Reproduce the records, requests included, starting at the beginning and ending with the line that contains "x=667, y=80". Shift every answer coordinate by adding 77 to each x and y value, and leave the sample coordinates unchanged.

— start of Data listing —

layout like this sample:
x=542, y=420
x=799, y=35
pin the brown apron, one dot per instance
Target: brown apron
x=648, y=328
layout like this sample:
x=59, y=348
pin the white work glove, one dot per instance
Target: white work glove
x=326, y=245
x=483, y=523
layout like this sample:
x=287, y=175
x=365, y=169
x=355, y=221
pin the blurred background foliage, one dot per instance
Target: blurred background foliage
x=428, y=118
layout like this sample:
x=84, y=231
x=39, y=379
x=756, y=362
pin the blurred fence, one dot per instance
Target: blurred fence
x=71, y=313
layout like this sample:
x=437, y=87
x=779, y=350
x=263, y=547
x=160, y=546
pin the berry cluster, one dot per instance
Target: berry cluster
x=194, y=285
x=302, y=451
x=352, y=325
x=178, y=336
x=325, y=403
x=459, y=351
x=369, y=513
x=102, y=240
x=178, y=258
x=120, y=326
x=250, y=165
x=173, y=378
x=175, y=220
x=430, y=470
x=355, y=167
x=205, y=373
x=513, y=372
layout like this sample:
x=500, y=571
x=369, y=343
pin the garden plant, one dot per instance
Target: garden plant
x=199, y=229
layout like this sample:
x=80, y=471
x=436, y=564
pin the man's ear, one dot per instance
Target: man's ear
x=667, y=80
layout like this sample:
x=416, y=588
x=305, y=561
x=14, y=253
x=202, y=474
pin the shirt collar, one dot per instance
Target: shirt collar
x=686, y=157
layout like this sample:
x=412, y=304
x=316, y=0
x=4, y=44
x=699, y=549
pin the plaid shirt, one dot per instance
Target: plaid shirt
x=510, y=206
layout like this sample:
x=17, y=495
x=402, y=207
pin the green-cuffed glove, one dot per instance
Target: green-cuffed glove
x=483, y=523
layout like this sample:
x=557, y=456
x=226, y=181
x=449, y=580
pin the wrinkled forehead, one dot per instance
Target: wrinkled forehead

— end of Data listing —

(Answer to the task)
layout like this sample:
x=542, y=420
x=799, y=35
pin the brown apron, one dot per instance
Target: brown apron
x=725, y=405
layout like this sample:
x=59, y=348
pin the white work glove, one dot per instance
Target: white work glove
x=403, y=322
x=560, y=600
layout like this sample:
x=287, y=175
x=365, y=169
x=355, y=221
pin the blurred background foliage, one dot per instance
Target: blurred background foliage
x=505, y=195
layout like this sample:
x=84, y=231
x=39, y=379
x=756, y=362
pin the blurred fence, one dot per instance
Target: blurred fence
x=148, y=390
layout like this sample:
x=437, y=87
x=779, y=350
x=263, y=547
x=160, y=546
pin the berry cluster, one dot per instance
Target: berry cluster
x=271, y=362
x=379, y=528
x=429, y=402
x=255, y=413
x=402, y=480
x=536, y=428
x=446, y=590
x=179, y=317
x=255, y=335
x=197, y=403
x=327, y=242
x=250, y=455
x=252, y=297
x=507, y=547
x=432, y=244
x=282, y=450
x=590, y=449
layout like this sample:
x=500, y=571
x=369, y=343
pin the garden plant, one dot per instance
Target: garden plant
x=276, y=306
layout like this sample:
x=80, y=471
x=436, y=564
pin the man's ear, one dot per instance
Target: man's ear
x=744, y=157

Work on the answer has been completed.